[Dataset records]
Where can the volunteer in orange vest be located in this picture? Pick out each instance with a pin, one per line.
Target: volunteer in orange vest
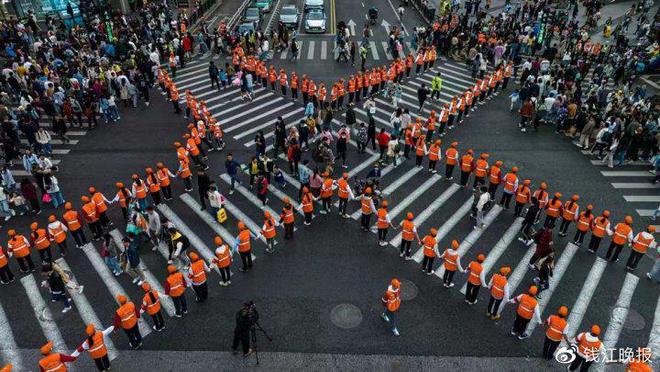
(569, 214)
(589, 349)
(452, 263)
(528, 310)
(95, 345)
(553, 210)
(476, 279)
(408, 234)
(53, 362)
(430, 250)
(101, 206)
(39, 239)
(600, 227)
(175, 287)
(19, 247)
(623, 234)
(345, 194)
(451, 160)
(243, 245)
(268, 231)
(499, 292)
(288, 218)
(383, 223)
(91, 217)
(367, 208)
(510, 187)
(197, 276)
(127, 316)
(222, 260)
(57, 233)
(554, 332)
(6, 276)
(642, 242)
(151, 305)
(391, 301)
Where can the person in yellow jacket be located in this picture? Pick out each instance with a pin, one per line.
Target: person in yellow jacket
(391, 301)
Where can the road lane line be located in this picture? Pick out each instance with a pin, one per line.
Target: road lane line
(499, 248)
(472, 237)
(111, 282)
(87, 313)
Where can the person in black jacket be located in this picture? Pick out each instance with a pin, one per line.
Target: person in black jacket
(528, 222)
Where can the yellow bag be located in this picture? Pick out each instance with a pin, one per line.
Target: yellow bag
(221, 215)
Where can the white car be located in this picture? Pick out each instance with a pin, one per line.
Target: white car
(315, 21)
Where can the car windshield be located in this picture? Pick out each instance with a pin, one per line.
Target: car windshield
(315, 15)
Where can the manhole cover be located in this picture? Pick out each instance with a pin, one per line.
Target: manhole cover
(409, 290)
(346, 316)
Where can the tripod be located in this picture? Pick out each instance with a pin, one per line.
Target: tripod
(253, 336)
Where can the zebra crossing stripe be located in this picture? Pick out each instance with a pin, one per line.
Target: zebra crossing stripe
(43, 314)
(87, 313)
(618, 317)
(111, 282)
(584, 298)
(499, 248)
(654, 337)
(8, 347)
(428, 212)
(374, 50)
(310, 49)
(166, 301)
(472, 237)
(558, 273)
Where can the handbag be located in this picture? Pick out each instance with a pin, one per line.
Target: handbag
(221, 216)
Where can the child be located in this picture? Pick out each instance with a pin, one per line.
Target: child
(515, 96)
(279, 177)
(19, 203)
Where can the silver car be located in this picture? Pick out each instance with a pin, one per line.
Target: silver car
(315, 21)
(289, 16)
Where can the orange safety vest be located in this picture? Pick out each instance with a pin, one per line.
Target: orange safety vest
(244, 241)
(98, 349)
(152, 306)
(177, 284)
(198, 274)
(526, 306)
(475, 273)
(126, 313)
(556, 325)
(72, 219)
(52, 363)
(429, 244)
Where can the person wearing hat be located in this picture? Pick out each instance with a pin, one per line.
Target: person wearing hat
(589, 348)
(623, 234)
(175, 287)
(95, 345)
(499, 292)
(476, 278)
(642, 242)
(392, 301)
(197, 276)
(151, 304)
(53, 361)
(126, 317)
(528, 309)
(554, 332)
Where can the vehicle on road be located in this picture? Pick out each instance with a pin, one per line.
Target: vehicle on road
(289, 16)
(264, 5)
(253, 15)
(315, 21)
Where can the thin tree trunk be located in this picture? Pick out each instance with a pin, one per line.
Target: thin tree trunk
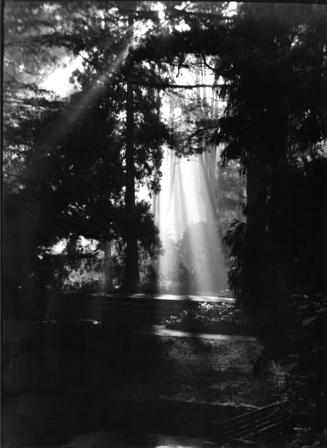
(108, 285)
(132, 276)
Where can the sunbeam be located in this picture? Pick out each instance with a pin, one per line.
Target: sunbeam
(185, 214)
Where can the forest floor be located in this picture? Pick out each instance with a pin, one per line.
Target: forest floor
(151, 383)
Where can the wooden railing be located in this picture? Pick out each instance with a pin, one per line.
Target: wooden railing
(251, 426)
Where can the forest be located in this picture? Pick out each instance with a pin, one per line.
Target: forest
(152, 86)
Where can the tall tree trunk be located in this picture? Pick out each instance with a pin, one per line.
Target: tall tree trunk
(108, 285)
(132, 276)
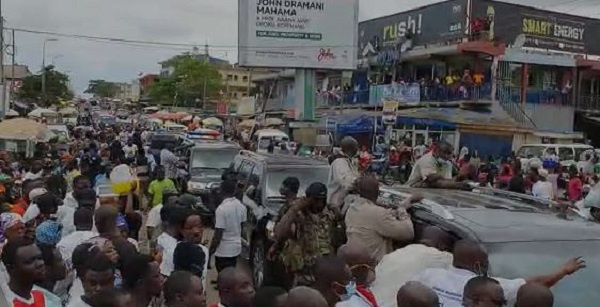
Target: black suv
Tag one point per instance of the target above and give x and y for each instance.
(206, 162)
(259, 177)
(522, 235)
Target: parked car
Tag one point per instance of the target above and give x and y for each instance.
(569, 154)
(260, 177)
(522, 236)
(206, 162)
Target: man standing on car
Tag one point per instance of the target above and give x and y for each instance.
(305, 232)
(434, 169)
(342, 174)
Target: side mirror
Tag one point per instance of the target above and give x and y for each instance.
(251, 191)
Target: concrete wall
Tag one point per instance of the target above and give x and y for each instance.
(551, 117)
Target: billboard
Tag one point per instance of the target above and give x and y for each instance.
(438, 23)
(298, 33)
(530, 27)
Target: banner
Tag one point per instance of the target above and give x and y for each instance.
(389, 112)
(298, 33)
(519, 25)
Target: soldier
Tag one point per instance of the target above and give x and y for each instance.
(305, 233)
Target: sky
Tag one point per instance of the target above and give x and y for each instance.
(193, 22)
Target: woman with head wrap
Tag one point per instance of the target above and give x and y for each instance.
(11, 227)
(47, 235)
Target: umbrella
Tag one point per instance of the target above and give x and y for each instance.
(68, 111)
(247, 123)
(24, 129)
(12, 112)
(41, 111)
(273, 122)
(213, 121)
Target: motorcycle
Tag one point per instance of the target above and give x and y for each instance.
(397, 173)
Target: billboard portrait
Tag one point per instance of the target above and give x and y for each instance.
(319, 34)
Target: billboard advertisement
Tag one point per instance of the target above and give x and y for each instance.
(530, 27)
(319, 34)
(438, 23)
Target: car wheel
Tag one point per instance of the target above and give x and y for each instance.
(259, 262)
(388, 177)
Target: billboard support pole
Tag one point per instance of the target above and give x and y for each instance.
(305, 84)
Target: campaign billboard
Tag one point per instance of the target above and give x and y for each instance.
(319, 34)
(434, 24)
(525, 26)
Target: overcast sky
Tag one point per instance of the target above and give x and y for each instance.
(174, 21)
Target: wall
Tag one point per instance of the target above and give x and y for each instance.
(548, 117)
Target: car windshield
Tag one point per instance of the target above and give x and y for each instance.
(531, 151)
(306, 176)
(529, 259)
(213, 158)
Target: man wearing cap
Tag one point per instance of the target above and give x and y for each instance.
(305, 233)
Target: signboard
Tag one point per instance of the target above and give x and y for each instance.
(298, 34)
(386, 37)
(404, 93)
(529, 27)
(389, 112)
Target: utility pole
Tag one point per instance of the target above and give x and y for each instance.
(12, 73)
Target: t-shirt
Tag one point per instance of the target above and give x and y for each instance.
(450, 283)
(166, 247)
(39, 298)
(130, 151)
(153, 219)
(428, 165)
(229, 216)
(157, 187)
(543, 189)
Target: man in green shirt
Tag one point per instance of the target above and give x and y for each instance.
(158, 186)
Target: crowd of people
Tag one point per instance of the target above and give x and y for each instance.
(63, 243)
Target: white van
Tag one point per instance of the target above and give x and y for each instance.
(263, 138)
(569, 154)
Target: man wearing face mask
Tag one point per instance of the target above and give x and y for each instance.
(334, 280)
(471, 260)
(434, 170)
(362, 267)
(305, 233)
(342, 174)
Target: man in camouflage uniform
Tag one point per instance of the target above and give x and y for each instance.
(304, 233)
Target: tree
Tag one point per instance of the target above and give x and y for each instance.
(191, 79)
(57, 87)
(101, 88)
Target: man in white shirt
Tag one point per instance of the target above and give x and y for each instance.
(25, 266)
(471, 260)
(130, 150)
(226, 244)
(396, 268)
(50, 205)
(434, 170)
(342, 174)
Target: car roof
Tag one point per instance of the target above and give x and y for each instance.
(283, 160)
(503, 217)
(215, 144)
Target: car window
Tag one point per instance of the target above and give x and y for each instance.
(245, 170)
(531, 151)
(566, 153)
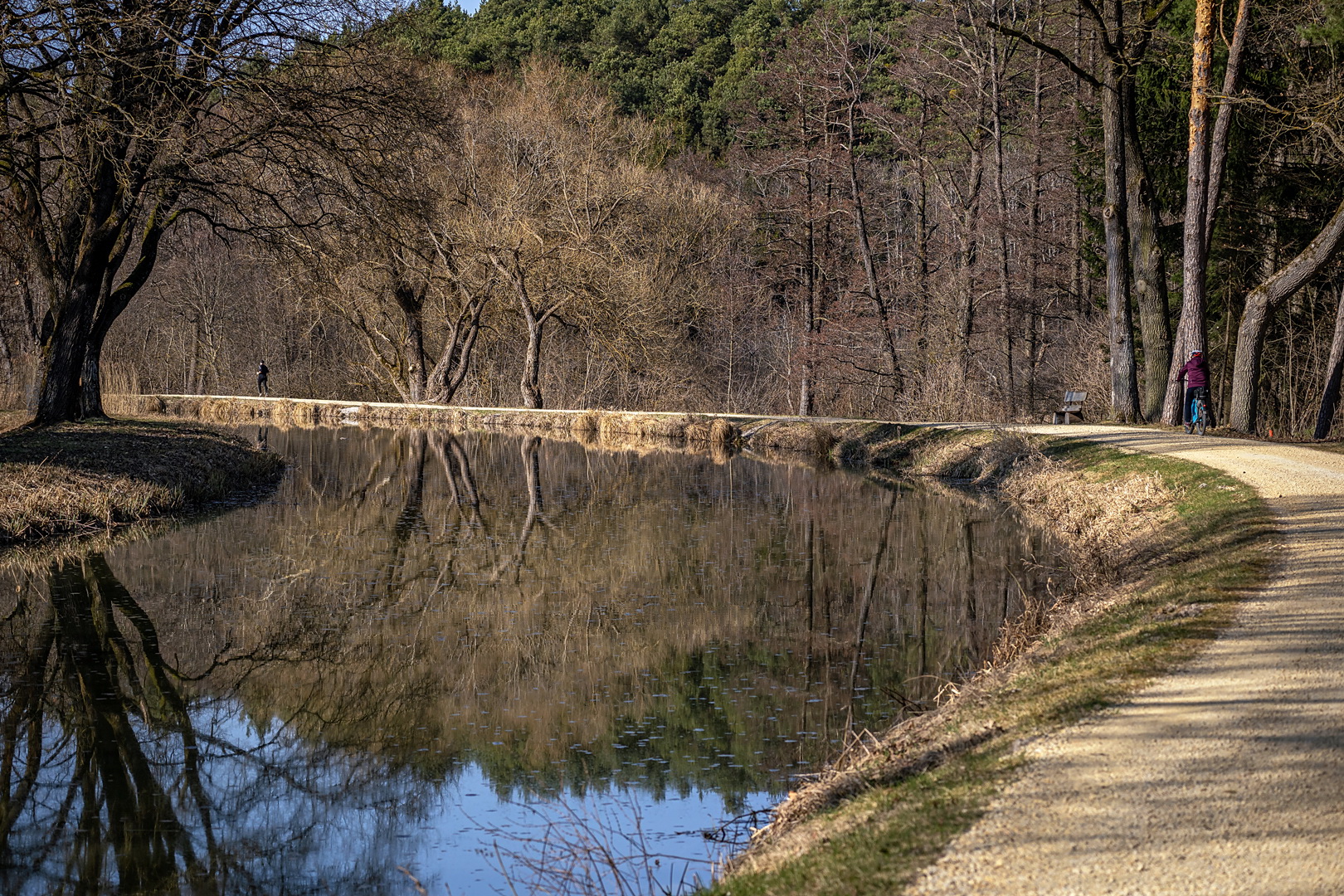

* _STATED PROBLEM_:
Show every line from the rows above that contains the word "floor", copying each one unchanged.

* _TASK OUTPUT_:
Where can the forest floor be located in this picture? Pick out each instance with a pin, one per line.
Target: forest floor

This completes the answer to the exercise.